### Dataset content ###

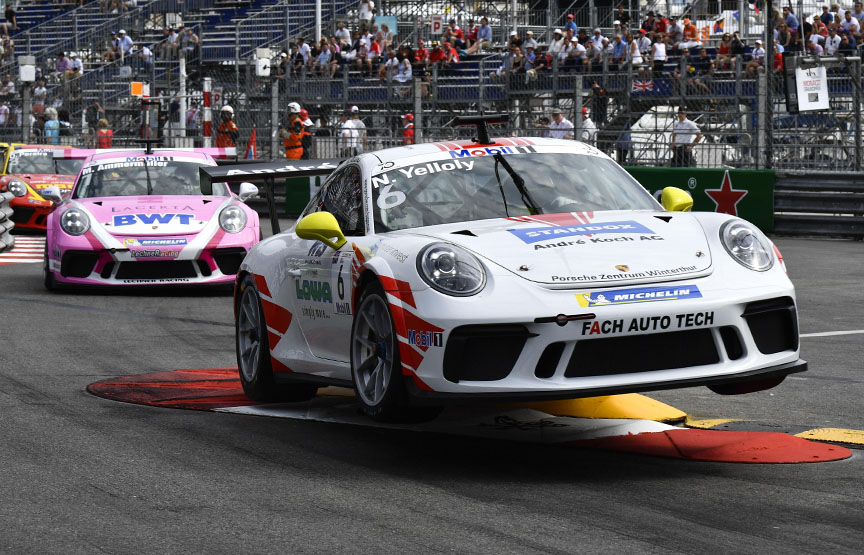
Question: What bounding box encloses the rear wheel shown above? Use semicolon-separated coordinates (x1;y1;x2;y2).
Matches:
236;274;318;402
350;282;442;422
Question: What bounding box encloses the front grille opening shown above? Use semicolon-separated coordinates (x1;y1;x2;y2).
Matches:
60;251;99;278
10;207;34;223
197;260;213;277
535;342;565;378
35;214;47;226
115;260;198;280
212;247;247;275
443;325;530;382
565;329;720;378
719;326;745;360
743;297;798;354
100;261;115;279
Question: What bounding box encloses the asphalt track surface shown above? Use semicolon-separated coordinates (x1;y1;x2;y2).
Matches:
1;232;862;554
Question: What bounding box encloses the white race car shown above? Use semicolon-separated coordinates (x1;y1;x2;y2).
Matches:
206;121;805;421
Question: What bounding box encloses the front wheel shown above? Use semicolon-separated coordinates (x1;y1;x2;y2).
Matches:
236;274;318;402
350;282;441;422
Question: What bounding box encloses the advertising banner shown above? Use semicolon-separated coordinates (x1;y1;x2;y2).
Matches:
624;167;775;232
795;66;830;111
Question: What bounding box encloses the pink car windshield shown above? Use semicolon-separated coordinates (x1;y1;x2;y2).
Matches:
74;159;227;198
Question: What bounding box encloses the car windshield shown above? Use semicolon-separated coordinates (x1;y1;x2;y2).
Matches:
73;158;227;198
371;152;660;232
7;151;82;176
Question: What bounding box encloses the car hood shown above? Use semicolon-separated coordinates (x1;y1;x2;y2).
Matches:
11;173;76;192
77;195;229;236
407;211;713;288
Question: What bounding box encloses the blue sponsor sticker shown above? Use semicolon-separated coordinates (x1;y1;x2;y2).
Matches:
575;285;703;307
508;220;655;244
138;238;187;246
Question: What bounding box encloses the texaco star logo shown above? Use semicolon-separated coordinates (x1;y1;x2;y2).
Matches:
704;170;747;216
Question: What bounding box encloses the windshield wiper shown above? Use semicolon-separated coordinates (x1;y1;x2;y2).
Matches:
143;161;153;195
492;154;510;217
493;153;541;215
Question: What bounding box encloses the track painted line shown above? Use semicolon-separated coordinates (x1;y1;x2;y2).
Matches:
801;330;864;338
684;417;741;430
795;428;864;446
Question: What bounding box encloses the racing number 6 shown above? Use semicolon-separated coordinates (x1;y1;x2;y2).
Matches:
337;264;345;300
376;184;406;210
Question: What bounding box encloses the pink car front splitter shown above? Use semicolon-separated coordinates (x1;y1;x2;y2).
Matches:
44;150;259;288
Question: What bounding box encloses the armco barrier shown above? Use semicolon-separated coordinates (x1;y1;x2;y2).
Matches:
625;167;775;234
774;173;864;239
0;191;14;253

###
### Dataset content ###

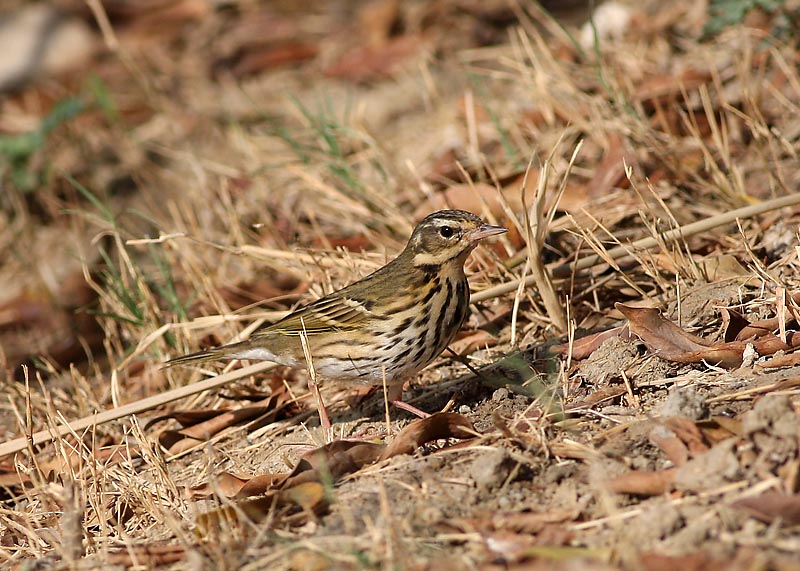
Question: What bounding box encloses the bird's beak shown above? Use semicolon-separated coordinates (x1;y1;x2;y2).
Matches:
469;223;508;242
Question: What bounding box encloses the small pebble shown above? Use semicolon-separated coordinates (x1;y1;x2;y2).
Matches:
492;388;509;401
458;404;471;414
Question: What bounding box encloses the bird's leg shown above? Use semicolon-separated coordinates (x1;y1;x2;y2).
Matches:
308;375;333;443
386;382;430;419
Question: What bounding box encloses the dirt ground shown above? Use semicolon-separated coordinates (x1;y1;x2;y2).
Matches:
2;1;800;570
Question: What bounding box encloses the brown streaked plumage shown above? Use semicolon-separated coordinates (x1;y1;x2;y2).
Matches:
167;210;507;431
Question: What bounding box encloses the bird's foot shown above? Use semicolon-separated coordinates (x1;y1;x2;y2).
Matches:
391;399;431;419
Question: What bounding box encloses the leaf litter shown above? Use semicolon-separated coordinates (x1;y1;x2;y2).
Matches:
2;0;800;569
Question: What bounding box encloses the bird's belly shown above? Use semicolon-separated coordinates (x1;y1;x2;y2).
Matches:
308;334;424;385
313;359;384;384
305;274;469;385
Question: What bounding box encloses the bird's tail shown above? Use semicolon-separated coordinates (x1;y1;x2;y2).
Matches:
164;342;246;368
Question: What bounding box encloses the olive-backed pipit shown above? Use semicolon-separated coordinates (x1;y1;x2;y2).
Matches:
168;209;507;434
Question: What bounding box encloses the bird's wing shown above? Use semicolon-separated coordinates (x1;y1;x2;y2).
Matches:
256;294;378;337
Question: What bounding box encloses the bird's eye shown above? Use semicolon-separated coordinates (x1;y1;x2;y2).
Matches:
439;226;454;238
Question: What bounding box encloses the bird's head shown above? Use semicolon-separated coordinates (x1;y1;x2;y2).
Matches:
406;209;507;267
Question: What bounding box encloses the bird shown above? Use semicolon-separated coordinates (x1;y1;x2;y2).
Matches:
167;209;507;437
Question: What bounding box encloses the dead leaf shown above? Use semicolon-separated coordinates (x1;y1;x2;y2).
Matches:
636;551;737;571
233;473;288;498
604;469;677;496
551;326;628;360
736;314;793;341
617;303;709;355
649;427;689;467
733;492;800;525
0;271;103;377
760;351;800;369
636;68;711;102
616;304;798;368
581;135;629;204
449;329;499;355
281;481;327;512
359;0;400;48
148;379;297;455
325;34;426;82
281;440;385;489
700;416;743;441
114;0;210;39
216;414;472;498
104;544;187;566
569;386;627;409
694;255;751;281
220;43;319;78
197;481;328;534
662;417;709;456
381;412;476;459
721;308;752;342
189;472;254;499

###

### Problem description
Say how many lines above contain the string "track". Answer with the number only.

### Reply
2